(REQUIRED WORK)
Your task is to transcribe the data in full.
INFORMATION SUPPLIED Block Start
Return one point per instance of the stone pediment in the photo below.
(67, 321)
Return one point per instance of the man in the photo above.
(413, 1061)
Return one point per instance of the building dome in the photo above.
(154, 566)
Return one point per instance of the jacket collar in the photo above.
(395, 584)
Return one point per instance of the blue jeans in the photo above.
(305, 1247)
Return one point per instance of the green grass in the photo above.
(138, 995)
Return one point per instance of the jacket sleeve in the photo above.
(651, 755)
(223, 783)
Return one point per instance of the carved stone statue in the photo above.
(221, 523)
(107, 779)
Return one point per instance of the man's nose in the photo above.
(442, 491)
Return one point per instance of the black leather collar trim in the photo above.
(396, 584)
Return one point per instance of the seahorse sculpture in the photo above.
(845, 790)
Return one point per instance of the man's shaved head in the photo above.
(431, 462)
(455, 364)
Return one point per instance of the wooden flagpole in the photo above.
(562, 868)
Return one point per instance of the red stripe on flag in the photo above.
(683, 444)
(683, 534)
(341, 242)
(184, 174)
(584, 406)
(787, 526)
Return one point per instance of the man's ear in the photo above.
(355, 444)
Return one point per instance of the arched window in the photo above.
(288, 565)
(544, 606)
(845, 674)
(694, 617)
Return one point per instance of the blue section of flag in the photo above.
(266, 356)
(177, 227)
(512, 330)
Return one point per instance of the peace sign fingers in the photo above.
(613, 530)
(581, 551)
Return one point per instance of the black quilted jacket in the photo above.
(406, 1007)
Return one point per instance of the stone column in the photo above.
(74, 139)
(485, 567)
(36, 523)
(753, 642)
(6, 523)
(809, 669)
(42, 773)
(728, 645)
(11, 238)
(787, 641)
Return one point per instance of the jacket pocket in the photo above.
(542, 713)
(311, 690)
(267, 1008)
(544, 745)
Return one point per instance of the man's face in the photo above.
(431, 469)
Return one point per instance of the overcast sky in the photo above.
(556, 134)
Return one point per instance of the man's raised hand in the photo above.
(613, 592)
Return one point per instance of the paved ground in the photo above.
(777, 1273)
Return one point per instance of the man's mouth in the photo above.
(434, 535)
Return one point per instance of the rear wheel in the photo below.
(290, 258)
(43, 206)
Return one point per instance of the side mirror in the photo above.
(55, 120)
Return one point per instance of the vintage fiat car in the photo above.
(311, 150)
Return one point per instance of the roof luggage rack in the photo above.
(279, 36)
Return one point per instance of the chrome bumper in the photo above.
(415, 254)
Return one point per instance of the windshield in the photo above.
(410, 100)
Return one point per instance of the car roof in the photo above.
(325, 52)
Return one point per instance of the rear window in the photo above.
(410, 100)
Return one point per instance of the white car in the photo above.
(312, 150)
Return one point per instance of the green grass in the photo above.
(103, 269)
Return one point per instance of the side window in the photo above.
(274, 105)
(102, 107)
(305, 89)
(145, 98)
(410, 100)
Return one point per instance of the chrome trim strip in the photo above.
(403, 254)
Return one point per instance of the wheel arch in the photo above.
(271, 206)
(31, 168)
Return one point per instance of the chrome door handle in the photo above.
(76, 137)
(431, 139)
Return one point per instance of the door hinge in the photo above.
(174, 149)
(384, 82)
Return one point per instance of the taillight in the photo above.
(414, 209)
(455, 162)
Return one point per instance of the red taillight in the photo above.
INFORMATION SUPPLIED Block End
(EXPECTED OUTPUT)
Return one point per instance of the stone pediment in the photo below.
(67, 321)
Return one point per instance of the man in the photo above.
(413, 1061)
Return one point per instance of the building dome in the photo above.
(154, 566)
Return one point per instance of the jacket collar in the photo above.
(395, 584)
Return one point per instance of the blue jeans in the photo above.
(305, 1247)
Return one point per instance of the green grass in the photo above.
(138, 995)
Return one point per instance of the jacket sleeve in the photo above.
(651, 755)
(223, 783)
Return one point per instance of the carved stone statue in the photo above.
(221, 523)
(107, 779)
Return one point per instance of the man's nose in the photo above.
(442, 491)
Return one point per instance of the black leather collar trim in the photo above.
(396, 584)
Return one point per instance of the seahorse sculpture in the photo above.
(845, 790)
Return one point per instance of the man's shaved head in the photo above.
(431, 462)
(455, 364)
Return one point per instance of the wooden flagpole in the photo above.
(562, 868)
Return one point per instance of the red stripe on flag in the photo above.
(683, 444)
(683, 534)
(341, 242)
(184, 174)
(584, 406)
(787, 526)
Return one point per instance of the man's ear in the photo above.
(355, 444)
Return one point per instance of the arched window in the photo above.
(288, 565)
(544, 606)
(845, 674)
(694, 617)
Return one point per instance of the blue section of flag in the photo above.
(266, 356)
(177, 227)
(512, 330)
Return one point per instance of the peace sign fingers in the photo above.
(613, 530)
(581, 551)
Return one point per instance of the black quilted jacket in the photo above.
(406, 1007)
Return one point per instance of the stone column in the photo above.
(74, 139)
(485, 567)
(36, 523)
(753, 642)
(6, 523)
(809, 669)
(42, 773)
(728, 645)
(11, 238)
(787, 641)
Return one point per instance of the jacket pocket in the photo above.
(542, 713)
(311, 690)
(267, 1008)
(544, 745)
Return one point per instance of the man's face in the photo above.
(431, 469)
Return one point per instance of the overcast sky in the photo above.
(556, 134)
Return one point per instance of the man's raised hand in the photo above.
(613, 592)
Return one point per instance of the paved ground in the photo above.
(777, 1273)
Return one point per instance of the man's mouth in the photo above.
(434, 535)
Return one point per instance of the rear wheel in the photo below.
(290, 258)
(43, 206)
Return one point per instance of the side mirror in the photo above.
(55, 120)
Return one point per instance of the vintage fiat car in the photo above.
(311, 150)
Return one point per instance of the roof luggage rack in the photo above.
(279, 36)
Return one point per instance of the chrome bumper in the photo above.
(415, 254)
Return one point per instance of the windshield in the photo above.
(410, 100)
Return one point per instance of the car roof in the photo above.
(325, 52)
Return one point per instance of the rear window in the photo above.
(410, 100)
Return one point per instance of the white car in the photo above.
(312, 150)
Return one point per instance of the green grass in the photo above.
(103, 269)
Return one point per instance of the side window in the photo above.
(274, 105)
(102, 107)
(305, 89)
(145, 98)
(410, 100)
Return one point per instance of the chrome trim strip in the photo above.
(403, 254)
Return one point per instance of the wheel arch in the photo above.
(271, 206)
(31, 168)
Return one point per instance of the chrome door handle in the photo above.
(76, 137)
(431, 139)
Return one point per instance of the door hinge in the photo above.
(174, 149)
(384, 82)
Return one point per instance of the taillight in the photo above.
(414, 209)
(455, 162)
Return one point per instance of the red taillight in the photo above.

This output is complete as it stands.